→ Extract provided:
— start —

It is worth noting that anybody who wrote about it and owned a bed wasn't going to be a peasant.   It does fit with the rhythm the monks had though because Matins was around 2 am.


----------



## anivid (Apr 11, 2013)

The Judge said:


> I can't say I'm convinced of this as being the norm throughout all Western (and/or other) society everywhere pre the Renaissance.
> 
> A 4 hour sleep, plus hour or two awake, plus another 4 hours makes 9 or 10 hours. Even up here in the frozen north, we don't get 10 hour nights all year round, so that means either people are going to bed before dusk, or sleeping in well after dawn, at least in the summer. That is, they're wasting valuable daylight to have two hour break in the middle of the night when it's cold and dark. Using that time for sex, or silent meditation, OK, but reading and visiting?? Burning costly candles? Going out in the pitch-black? I can't see your average villager doing any of that. (And it might be my age, but I don't count getting up and going to the loo in the middle of the night as being "active".)
> 
> ...


 
Yes – your calculation sounds more like hibernating 
The problem with such saying as the medieval one being that the generalisation/induction may lie on a very fragile number of cases/empiricism – further we don’t know much about common people from those times – which were not at all democratic.

— end —

→ Data section:
— start —

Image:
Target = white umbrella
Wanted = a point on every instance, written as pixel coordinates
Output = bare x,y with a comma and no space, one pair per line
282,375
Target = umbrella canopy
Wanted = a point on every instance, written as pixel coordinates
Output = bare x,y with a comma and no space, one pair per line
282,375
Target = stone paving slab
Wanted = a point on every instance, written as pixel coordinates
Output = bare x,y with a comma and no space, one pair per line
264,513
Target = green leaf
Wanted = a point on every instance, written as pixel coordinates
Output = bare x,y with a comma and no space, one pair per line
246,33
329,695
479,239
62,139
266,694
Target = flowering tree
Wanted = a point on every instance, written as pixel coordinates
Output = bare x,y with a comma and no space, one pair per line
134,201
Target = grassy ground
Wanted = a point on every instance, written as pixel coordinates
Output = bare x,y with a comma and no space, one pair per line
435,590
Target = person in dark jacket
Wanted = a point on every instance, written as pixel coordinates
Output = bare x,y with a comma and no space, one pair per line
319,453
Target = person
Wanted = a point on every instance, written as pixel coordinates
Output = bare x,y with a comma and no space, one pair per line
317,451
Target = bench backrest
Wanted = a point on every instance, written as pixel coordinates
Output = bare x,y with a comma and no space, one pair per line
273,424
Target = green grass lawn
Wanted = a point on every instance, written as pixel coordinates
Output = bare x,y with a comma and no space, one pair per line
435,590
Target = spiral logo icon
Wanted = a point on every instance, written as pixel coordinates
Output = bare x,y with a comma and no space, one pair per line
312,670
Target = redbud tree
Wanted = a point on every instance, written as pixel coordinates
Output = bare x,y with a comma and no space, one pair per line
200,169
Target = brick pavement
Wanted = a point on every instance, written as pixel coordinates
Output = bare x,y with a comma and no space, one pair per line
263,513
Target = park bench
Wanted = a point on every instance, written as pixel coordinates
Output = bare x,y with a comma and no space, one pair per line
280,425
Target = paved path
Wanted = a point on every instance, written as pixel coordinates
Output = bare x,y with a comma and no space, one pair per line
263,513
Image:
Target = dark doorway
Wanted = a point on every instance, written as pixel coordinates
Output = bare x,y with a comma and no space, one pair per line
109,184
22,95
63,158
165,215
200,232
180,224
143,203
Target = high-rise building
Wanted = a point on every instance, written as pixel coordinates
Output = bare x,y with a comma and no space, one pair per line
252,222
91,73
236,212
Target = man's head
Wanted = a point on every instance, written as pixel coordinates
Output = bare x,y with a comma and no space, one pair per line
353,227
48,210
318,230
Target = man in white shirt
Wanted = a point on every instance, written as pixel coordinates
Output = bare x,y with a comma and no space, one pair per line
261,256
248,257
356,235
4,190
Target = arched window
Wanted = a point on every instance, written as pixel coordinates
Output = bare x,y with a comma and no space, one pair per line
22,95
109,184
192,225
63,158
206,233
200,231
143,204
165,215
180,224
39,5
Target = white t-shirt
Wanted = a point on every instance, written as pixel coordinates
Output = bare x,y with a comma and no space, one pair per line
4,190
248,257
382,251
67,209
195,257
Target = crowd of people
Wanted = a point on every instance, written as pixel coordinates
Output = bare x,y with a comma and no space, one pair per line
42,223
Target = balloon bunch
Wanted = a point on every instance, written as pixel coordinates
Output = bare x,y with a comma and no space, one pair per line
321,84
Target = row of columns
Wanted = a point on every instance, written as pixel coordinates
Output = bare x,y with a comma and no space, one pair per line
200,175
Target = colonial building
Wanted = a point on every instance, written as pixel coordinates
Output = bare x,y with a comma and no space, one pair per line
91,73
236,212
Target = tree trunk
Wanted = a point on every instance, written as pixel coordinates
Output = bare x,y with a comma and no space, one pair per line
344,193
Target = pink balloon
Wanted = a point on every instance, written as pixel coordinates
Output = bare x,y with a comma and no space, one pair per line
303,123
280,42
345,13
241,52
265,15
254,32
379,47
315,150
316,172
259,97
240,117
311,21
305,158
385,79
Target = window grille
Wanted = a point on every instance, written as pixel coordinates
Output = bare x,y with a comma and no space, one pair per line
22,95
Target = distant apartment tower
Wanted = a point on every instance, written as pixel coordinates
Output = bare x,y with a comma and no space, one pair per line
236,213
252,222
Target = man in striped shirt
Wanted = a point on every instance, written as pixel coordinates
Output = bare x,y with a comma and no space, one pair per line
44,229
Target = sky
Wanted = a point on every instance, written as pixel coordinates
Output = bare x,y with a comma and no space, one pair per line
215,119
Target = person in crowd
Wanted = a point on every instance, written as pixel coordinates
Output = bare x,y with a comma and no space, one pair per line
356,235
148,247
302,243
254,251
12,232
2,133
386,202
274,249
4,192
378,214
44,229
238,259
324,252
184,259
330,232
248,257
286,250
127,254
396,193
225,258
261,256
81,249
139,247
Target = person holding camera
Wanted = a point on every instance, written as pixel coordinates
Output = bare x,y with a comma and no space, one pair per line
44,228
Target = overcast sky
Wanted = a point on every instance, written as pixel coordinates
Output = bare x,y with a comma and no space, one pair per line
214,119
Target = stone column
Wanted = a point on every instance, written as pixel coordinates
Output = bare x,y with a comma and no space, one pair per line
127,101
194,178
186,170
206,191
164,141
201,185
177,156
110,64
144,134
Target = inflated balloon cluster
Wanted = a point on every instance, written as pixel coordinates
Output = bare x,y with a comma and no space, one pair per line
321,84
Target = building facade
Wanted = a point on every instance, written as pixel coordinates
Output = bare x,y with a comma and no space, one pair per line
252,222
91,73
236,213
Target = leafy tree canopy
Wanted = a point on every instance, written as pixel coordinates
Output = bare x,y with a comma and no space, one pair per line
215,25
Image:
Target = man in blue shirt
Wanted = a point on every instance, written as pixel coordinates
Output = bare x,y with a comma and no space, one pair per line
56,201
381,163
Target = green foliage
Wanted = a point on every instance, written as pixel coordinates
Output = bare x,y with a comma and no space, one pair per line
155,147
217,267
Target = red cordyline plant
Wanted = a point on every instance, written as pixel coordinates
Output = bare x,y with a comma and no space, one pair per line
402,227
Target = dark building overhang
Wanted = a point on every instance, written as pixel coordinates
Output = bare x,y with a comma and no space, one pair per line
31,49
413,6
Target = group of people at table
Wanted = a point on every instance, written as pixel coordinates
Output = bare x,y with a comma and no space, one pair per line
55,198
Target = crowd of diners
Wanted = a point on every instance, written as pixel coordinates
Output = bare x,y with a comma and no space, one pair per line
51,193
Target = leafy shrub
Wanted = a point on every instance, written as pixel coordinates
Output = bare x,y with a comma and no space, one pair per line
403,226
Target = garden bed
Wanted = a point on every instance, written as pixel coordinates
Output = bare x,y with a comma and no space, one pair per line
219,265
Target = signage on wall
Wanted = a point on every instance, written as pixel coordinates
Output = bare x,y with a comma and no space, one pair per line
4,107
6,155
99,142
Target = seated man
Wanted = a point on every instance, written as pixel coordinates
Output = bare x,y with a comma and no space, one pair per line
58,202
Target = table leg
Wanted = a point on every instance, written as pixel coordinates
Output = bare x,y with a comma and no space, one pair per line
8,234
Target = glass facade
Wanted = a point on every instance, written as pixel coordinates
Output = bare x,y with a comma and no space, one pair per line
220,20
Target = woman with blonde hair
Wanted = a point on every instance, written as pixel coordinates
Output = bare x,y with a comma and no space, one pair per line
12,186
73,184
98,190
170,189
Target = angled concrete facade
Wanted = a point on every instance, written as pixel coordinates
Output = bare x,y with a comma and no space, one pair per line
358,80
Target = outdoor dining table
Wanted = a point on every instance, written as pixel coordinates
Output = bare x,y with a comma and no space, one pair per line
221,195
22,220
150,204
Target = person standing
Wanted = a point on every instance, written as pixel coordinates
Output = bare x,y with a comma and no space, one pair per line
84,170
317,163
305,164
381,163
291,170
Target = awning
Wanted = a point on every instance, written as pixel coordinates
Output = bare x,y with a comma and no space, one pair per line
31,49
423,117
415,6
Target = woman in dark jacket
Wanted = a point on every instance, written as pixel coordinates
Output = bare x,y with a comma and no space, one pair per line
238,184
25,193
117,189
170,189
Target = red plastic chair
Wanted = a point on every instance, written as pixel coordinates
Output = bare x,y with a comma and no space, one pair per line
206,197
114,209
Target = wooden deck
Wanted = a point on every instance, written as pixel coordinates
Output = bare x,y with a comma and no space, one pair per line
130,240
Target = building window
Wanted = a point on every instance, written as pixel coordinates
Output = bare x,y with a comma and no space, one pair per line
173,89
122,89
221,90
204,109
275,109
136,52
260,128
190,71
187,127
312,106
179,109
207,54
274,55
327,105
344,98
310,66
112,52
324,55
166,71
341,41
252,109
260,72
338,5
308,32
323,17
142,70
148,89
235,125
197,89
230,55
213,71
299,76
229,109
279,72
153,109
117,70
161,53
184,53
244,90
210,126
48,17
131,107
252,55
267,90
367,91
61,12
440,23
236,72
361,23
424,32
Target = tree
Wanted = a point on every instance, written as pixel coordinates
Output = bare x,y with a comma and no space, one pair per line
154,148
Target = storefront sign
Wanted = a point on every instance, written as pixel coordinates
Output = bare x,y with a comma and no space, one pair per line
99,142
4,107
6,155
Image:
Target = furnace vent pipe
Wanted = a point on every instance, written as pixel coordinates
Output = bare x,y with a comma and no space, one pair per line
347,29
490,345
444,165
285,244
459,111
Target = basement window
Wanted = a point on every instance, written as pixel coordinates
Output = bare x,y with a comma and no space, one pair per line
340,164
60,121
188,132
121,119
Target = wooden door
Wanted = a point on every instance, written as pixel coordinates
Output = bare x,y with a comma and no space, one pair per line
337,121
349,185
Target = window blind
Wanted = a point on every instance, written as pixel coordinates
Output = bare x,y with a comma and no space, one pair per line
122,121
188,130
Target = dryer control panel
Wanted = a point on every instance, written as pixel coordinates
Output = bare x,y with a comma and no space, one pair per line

— end —

→ Exercise prompt: Please reproduce the forum discussion on medieval sleep patterns in full, word for word. The records were drawn from a separate source.

→ The response:
It is worth noting that anybody who wrote about it and owned a bed wasn't going to be a peasant.   It does fit with the rhythm the monks had though because Matins was around 2 am.


----------



## anivid (Apr 11, 2013)

The Judge said:


> I can't say I'm convinced of this as being the norm throughout all Western (and/or other) society everywhere pre the Renaissance.
> 
> A 4 hour sleep, plus hour or two awake, plus another 4 hours makes 9 or 10 hours. Even up here in the frozen north, we don't get 10 hour nights all year round, so that means either people are going to bed before dusk, or sleeping in well after dawn, at least in the summer. That is, they're wasting valuable daylight to have two hour break in the middle of the night when it's cold and dark. Using that time for sex, or silent meditation, OK, but reading and visiting?? Burning costly candles? Going out in the pitch-black? I can't see your average villager doing any of that. (And it might be my age, but I don't count getting up and going to the loo in the middle of the night as being "active".)
> 
> ...


 
Yes – your calculation sounds more like hibernating 
The problem with such saying as the medieval one being that the generalisation/induction may lie on a very fragile number of cases/empiricism – further we don’t know much about common people from those times – which were not at all democratic.